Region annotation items
= = = =

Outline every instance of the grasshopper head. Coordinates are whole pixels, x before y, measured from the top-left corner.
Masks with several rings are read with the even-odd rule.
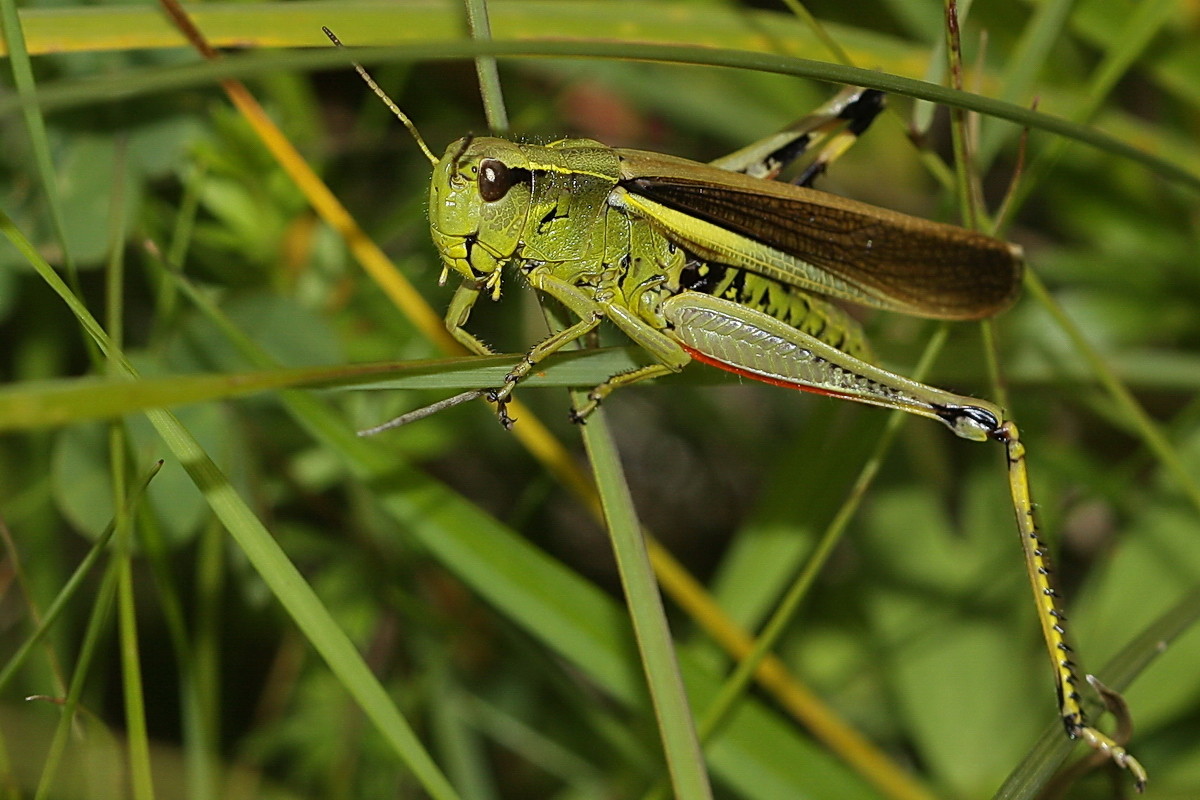
[[[430,181],[430,228],[445,270],[500,294],[500,267],[517,254],[529,210],[530,173],[504,139],[460,139]]]

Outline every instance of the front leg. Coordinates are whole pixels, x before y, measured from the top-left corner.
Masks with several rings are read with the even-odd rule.
[[[589,311],[580,321],[575,323],[570,327],[564,327],[557,333],[551,333],[541,342],[529,348],[529,351],[526,353],[524,357],[521,359],[515,367],[512,367],[509,374],[504,375],[504,385],[500,389],[494,389],[487,393],[487,399],[496,403],[496,413],[500,417],[500,425],[505,428],[511,428],[512,423],[516,422],[516,420],[509,416],[508,404],[509,401],[512,399],[512,390],[516,389],[517,381],[528,375],[533,368],[551,353],[554,353],[581,336],[586,336],[587,333],[594,331],[601,319],[604,319],[604,317],[599,311]]]
[[[450,307],[446,308],[445,325],[446,330],[450,331],[450,336],[470,353],[475,355],[496,355],[496,350],[487,347],[466,329],[467,320],[470,319],[470,309],[475,307],[475,301],[479,300],[480,291],[482,289],[474,282],[463,281],[462,285],[455,290],[454,297],[450,299]]]

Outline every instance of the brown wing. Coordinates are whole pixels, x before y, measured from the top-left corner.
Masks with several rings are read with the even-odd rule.
[[[1020,287],[1021,251],[998,239],[682,158],[620,156],[626,191],[811,264],[859,288],[860,302],[977,319],[1002,311]],[[686,247],[686,230],[674,234]]]

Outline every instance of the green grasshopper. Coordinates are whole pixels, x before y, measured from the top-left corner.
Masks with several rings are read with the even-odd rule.
[[[1020,285],[1022,257],[1014,245],[810,187],[870,125],[881,92],[847,89],[790,128],[709,164],[589,139],[541,146],[490,137],[460,139],[437,158],[359,72],[433,163],[430,227],[440,282],[451,272],[462,278],[445,317],[454,337],[473,353],[492,354],[466,324],[480,295],[499,300],[509,265],[578,318],[532,347],[487,393],[505,427],[514,422],[506,404],[521,379],[607,319],[655,362],[592,389],[572,411],[578,422],[613,390],[696,360],[1002,443],[1067,735],[1108,754],[1144,788],[1138,760],[1086,721],[1016,426],[991,403],[875,366],[858,324],[822,299],[965,320],[1004,309]],[[818,140],[826,144],[799,185],[772,180]]]

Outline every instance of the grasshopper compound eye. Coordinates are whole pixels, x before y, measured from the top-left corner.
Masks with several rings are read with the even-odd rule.
[[[499,200],[522,179],[528,170],[512,169],[497,158],[479,162],[479,196],[487,203]]]

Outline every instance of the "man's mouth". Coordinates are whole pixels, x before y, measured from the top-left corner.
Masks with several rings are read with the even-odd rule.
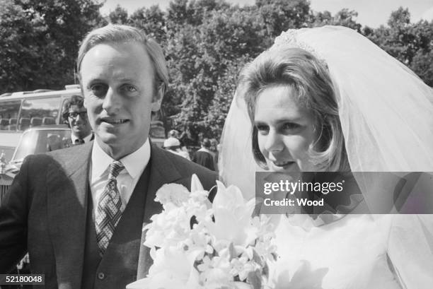
[[[129,120],[129,119],[100,119],[100,122],[106,122],[108,124],[125,124],[126,122],[128,122]]]
[[[272,163],[274,164],[274,165],[275,167],[287,167],[289,165],[291,165],[295,163],[295,162],[292,162],[291,160],[287,160],[287,161],[275,161],[275,162],[272,162]]]

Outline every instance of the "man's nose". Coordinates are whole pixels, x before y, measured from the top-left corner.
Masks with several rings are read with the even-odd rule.
[[[79,123],[79,124],[85,122],[86,118],[87,118],[87,114],[82,114],[81,113],[79,113],[76,115],[76,117],[75,118],[75,122]]]
[[[116,113],[120,107],[120,95],[115,89],[108,88],[103,102],[103,109],[109,114]]]
[[[281,134],[271,129],[267,136],[266,136],[266,141],[265,142],[265,148],[266,151],[275,153],[282,151],[284,148],[284,144],[282,137],[282,136]]]

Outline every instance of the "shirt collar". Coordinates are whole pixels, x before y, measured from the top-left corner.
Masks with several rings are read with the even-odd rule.
[[[149,138],[138,150],[119,160],[125,166],[132,178],[139,176],[144,170],[150,159],[151,147]],[[92,179],[102,176],[114,160],[99,146],[97,141],[93,142],[92,148]]]

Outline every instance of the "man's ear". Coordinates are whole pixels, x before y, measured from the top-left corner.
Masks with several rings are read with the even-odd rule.
[[[155,95],[154,95],[154,98],[152,100],[152,104],[151,106],[152,112],[157,112],[161,109],[161,103],[162,102],[163,97],[164,96],[164,93],[166,92],[166,83],[162,83],[159,88],[158,88],[158,90]]]

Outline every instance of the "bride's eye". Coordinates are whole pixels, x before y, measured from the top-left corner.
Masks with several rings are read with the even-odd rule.
[[[255,128],[260,134],[267,134],[269,132],[269,126],[266,124],[256,124]]]
[[[296,124],[295,122],[285,122],[281,126],[281,129],[283,131],[294,132],[297,131],[302,126],[301,124]]]

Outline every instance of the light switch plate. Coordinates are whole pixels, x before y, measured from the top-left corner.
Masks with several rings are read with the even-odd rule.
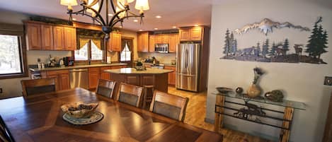
[[[325,76],[324,85],[332,85],[332,77],[331,76]]]

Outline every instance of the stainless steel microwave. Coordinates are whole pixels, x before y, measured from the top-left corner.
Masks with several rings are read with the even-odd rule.
[[[154,51],[159,53],[168,53],[168,44],[156,44]]]

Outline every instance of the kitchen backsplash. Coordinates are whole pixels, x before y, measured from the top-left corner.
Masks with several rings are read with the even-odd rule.
[[[164,64],[171,64],[172,60],[176,59],[176,54],[175,53],[168,53],[168,54],[163,54],[163,53],[154,53],[154,52],[148,52],[148,53],[138,53],[138,57],[139,59],[144,61],[145,59],[148,57],[154,57],[156,59],[160,61],[160,63]]]

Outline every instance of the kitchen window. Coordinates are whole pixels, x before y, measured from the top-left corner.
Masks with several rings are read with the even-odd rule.
[[[75,61],[102,61],[103,49],[100,39],[79,39],[79,49],[74,51]]]
[[[0,79],[27,76],[22,25],[0,23]]]

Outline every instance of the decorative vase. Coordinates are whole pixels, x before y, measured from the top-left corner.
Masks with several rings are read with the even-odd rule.
[[[249,96],[251,98],[255,98],[261,95],[262,93],[262,90],[258,85],[256,84],[252,84],[248,88],[246,93],[248,94],[248,96]]]

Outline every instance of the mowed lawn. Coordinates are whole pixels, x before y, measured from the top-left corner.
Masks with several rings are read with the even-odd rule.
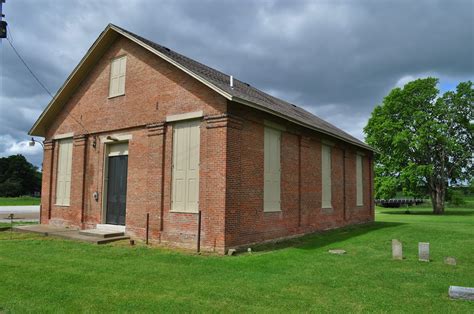
[[[233,257],[3,232],[0,312],[473,313],[474,302],[448,297],[449,285],[474,286],[473,200],[445,216],[403,212],[380,208],[374,224]],[[403,261],[391,259],[394,238]],[[417,259],[419,241],[430,263]]]
[[[0,197],[0,206],[31,206],[39,205],[41,198],[32,196]]]

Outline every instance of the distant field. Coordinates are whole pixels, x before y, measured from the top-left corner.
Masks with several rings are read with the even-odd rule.
[[[450,285],[474,283],[474,199],[376,208],[375,222],[254,247],[234,257],[128,242],[104,246],[0,232],[0,313],[474,313]],[[12,238],[11,238],[12,237]],[[391,258],[391,240],[403,261]],[[419,262],[418,242],[431,262]],[[347,250],[331,255],[329,249]],[[457,265],[444,264],[454,256]],[[106,284],[104,284],[106,283]],[[113,302],[111,302],[113,300]]]
[[[0,206],[28,206],[39,205],[41,198],[31,196],[0,197]]]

= = = =

Your copy should repeat each entry above exactly but contain no pictures.

Outline every instance of the grasshopper head. Coordinates are whole pixels, x before y, measured from the top-left corner.
Masks with several rings are read with the even-odd rule.
[[[430,181],[430,228],[445,270],[500,294],[500,267],[517,254],[529,210],[530,173],[504,139],[460,139]]]

Outline every instance of the front leg. Coordinates are whole pixels, x before y, measured from the top-left corner.
Masks with several rings are read with the even-odd rule.
[[[589,311],[580,321],[575,323],[570,327],[564,327],[557,333],[551,333],[541,342],[529,348],[529,351],[526,353],[524,357],[521,359],[515,367],[512,367],[509,374],[504,375],[504,385],[500,389],[494,389],[487,393],[487,399],[496,403],[496,413],[500,417],[500,425],[505,428],[511,428],[512,423],[516,422],[516,420],[509,416],[508,404],[509,401],[512,399],[512,390],[516,389],[517,381],[528,375],[533,368],[551,353],[554,353],[581,336],[586,336],[587,333],[594,331],[601,319],[604,319],[604,317],[599,311]]]
[[[450,307],[446,308],[445,325],[446,330],[450,331],[450,336],[470,353],[475,355],[496,355],[496,350],[487,347],[466,329],[467,320],[470,319],[470,309],[475,307],[475,301],[479,300],[480,291],[482,289],[474,282],[463,281],[462,285],[455,290],[454,297],[450,299]]]

Outline every instance of the brown wing. Coordinates are whole pixels, x before y, measured from the top-left corner.
Masks with several rings are read with the even-odd rule.
[[[1020,287],[1021,251],[998,239],[682,158],[620,156],[626,191],[811,264],[859,288],[860,302],[977,319],[1002,311]],[[686,247],[686,230],[674,234]]]

Outline every instance of the green grasshopper. Coordinates are whole pixels, x before y, measured from the top-left corner.
Masks with several rings are read with the even-odd rule.
[[[1020,285],[1022,257],[1014,245],[810,187],[870,125],[881,92],[847,89],[790,128],[709,164],[589,139],[541,146],[490,137],[460,139],[437,158],[359,72],[433,163],[430,227],[440,282],[451,272],[462,278],[445,317],[454,337],[473,353],[492,354],[466,324],[480,295],[499,300],[509,265],[578,318],[532,347],[487,393],[505,427],[514,422],[506,404],[521,379],[607,319],[655,362],[592,389],[572,411],[578,422],[613,390],[696,360],[1002,443],[1067,735],[1108,754],[1144,788],[1138,760],[1086,721],[1016,426],[991,403],[875,366],[858,324],[822,299],[965,320],[1004,309]],[[818,140],[826,144],[799,185],[772,180]]]

Outline every instance of the grasshopper compound eye. Coordinates are whole pixels, x before y, measured from the top-left corner.
Masks with several rings are read with the even-odd rule.
[[[499,200],[522,179],[528,170],[512,169],[497,158],[479,162],[479,196],[487,203]]]

Outline every instance of the "man's mouth". Coordinates are whole pixels, x before y, measured from the top-left corner.
Masks with several rings are read with the even-odd rule.
[[[129,120],[129,119],[100,119],[100,122],[106,122],[108,124],[125,124],[126,122],[128,122]]]
[[[272,163],[274,164],[274,165],[275,167],[287,167],[289,165],[291,165],[295,163],[295,162],[292,162],[291,160],[287,160],[287,161],[275,161],[275,162],[272,162]]]

Outline every instance of the "man's nose". Coordinates are whole pixels, x before y, measured from the top-left corner.
Masks with several rings are read with the even-odd rule.
[[[79,123],[79,124],[85,122],[86,118],[87,118],[87,114],[82,114],[81,113],[79,113],[76,115],[76,117],[75,118],[75,122]]]
[[[116,113],[120,107],[120,95],[115,89],[108,88],[103,102],[103,109],[109,114]]]
[[[281,134],[271,129],[267,136],[266,136],[266,141],[265,142],[265,148],[266,151],[275,153],[282,151],[284,148],[284,144],[282,137],[282,136]]]

Outline every instance of the "shirt collar". Coordinates are whole pixels, x before y, measured from the top-left corner.
Masks with several rings are read with the even-odd rule.
[[[149,138],[138,150],[119,160],[125,166],[132,178],[139,176],[144,170],[150,159],[151,147]],[[92,179],[102,176],[114,160],[99,146],[97,141],[93,142],[92,148]]]

Outline every instance of the "man's ear". Coordinates are whole pixels, x before y, measured from the top-left corner.
Masks with several rings are read with the even-odd rule.
[[[155,95],[154,95],[154,98],[152,100],[152,104],[151,106],[152,112],[157,112],[161,109],[161,103],[162,102],[163,97],[164,96],[164,93],[166,92],[166,83],[162,83],[159,88],[158,88],[158,90]]]

Outline every instance of the "bride's eye". Coordinates are whole pixels, x before y, measured from the top-left corner.
Masks with several rings are read with the even-odd rule.
[[[255,128],[260,134],[267,134],[269,132],[269,126],[266,124],[256,124]]]
[[[296,124],[295,122],[285,122],[281,126],[281,129],[283,131],[294,132],[297,131],[302,126],[301,124]]]

Outline every instance of the light switch plate. Coordinates are whole pixels, x before y, measured from the top-left corner.
Masks with several rings are read with the even-odd rule.
[[[325,76],[324,85],[332,85],[332,77],[331,76]]]

Outline every instance of the stainless steel microwave. Coordinates are whole pixels, x before y, measured from the top-left corner.
Masks with several rings are read with the even-odd rule.
[[[154,51],[159,53],[168,53],[168,44],[156,44]]]

Outline every instance of the kitchen backsplash. Coordinates are whole pixels, x before y, measured from the top-left corner.
Masks with several rings are read with the even-odd rule.
[[[164,64],[171,64],[172,60],[176,59],[176,54],[175,53],[168,53],[168,54],[163,54],[163,53],[154,53],[154,52],[148,52],[148,53],[138,53],[138,57],[139,59],[144,61],[145,59],[148,57],[154,57],[156,59],[160,61],[160,63]]]

Outline every instance of the kitchen window. Coordinates are whole pixels, x before y, measured from the top-left corner.
Masks with several rings are read with the even-odd rule.
[[[75,61],[102,61],[103,49],[100,39],[79,39],[79,49],[74,51]]]
[[[0,79],[27,76],[22,25],[0,23]]]

Outline every instance of the decorative vase. Coordinates are whole pixels, x before y, measured from the top-left corner.
Masks with several rings are read with the even-odd rule.
[[[249,96],[251,98],[255,98],[261,95],[262,93],[262,90],[258,85],[256,84],[252,84],[248,88],[246,93],[248,94],[248,96]]]

Outline every instance of the mowed lawn. Coordinates are whole pixels, x before y, measured from the top-left corner.
Masks with several rings are read with the even-odd rule.
[[[233,257],[3,232],[0,312],[473,313],[474,302],[448,297],[449,285],[474,286],[473,200],[445,216],[403,212],[380,208],[374,224]],[[403,261],[391,259],[394,238]],[[417,259],[419,241],[430,263]]]
[[[0,197],[0,206],[31,206],[39,205],[41,198],[32,196]]]

Outline every instance of the distant field. Coordinates are whole pixels, x before y, measured from the top-left corner.
Masks with several rings are read with the even-odd rule.
[[[450,285],[474,283],[474,199],[376,208],[375,222],[254,247],[234,257],[128,242],[104,246],[0,232],[0,313],[474,313]],[[12,238],[11,238],[12,237]],[[391,258],[391,240],[403,261]],[[419,262],[418,242],[431,262]],[[347,250],[331,255],[329,249]],[[457,265],[444,264],[454,256]],[[106,284],[104,284],[106,283]],[[113,302],[111,302],[113,300]]]
[[[0,206],[28,206],[39,205],[41,198],[31,196],[0,197]]]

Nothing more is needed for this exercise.